Copy out the data from the line with "Which region of this screenshot contains the weathered" to the line with "[230,193,251,264]", both included, and output nothing else.

[begin Raw records]

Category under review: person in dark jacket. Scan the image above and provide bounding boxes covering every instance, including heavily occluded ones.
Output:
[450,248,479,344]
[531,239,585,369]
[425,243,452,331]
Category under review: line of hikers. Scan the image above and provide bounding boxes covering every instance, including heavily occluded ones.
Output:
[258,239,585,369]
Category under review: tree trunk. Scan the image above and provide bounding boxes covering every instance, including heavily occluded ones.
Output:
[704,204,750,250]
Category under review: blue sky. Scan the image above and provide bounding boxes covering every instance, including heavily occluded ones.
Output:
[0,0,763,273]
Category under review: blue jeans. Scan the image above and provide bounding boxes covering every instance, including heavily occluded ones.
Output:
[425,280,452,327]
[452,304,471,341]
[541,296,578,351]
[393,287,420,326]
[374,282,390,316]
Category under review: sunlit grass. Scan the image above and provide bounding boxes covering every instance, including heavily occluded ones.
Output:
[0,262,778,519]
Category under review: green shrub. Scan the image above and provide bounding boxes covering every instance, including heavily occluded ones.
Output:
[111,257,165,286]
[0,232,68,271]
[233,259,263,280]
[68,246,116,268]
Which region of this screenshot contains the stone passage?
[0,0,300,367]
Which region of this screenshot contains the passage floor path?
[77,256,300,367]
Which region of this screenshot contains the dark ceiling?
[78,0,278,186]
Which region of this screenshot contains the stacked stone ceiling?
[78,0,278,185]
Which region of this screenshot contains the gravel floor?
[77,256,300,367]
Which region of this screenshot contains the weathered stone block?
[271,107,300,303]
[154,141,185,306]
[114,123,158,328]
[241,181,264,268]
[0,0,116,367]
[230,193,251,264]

[end Raw records]
[begin Raw records]

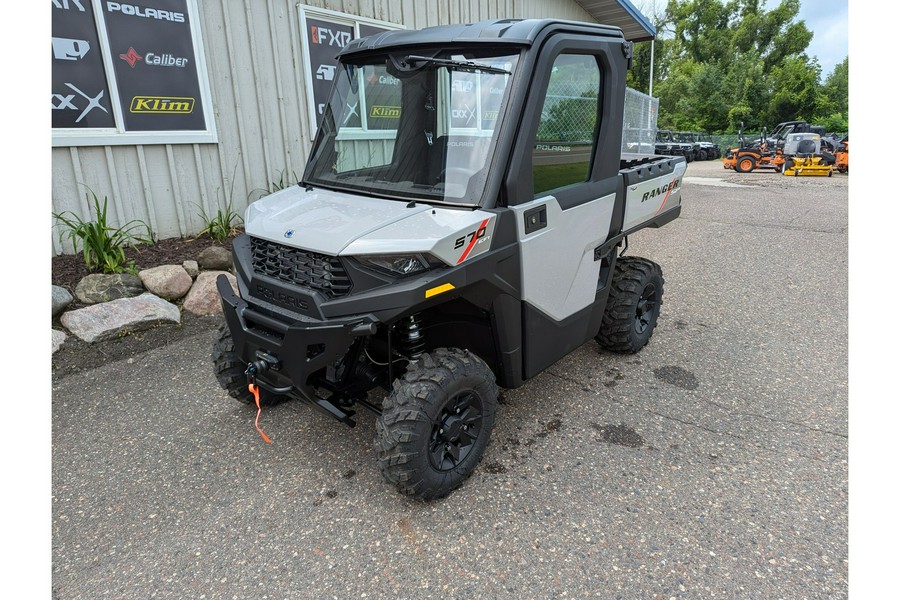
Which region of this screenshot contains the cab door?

[end Raw records]

Result below -
Which region of this screenshot contains the weathered stone block?
[271,107,300,303]
[154,141,185,306]
[114,123,158,328]
[241,181,264,268]
[0,0,116,367]
[230,193,251,264]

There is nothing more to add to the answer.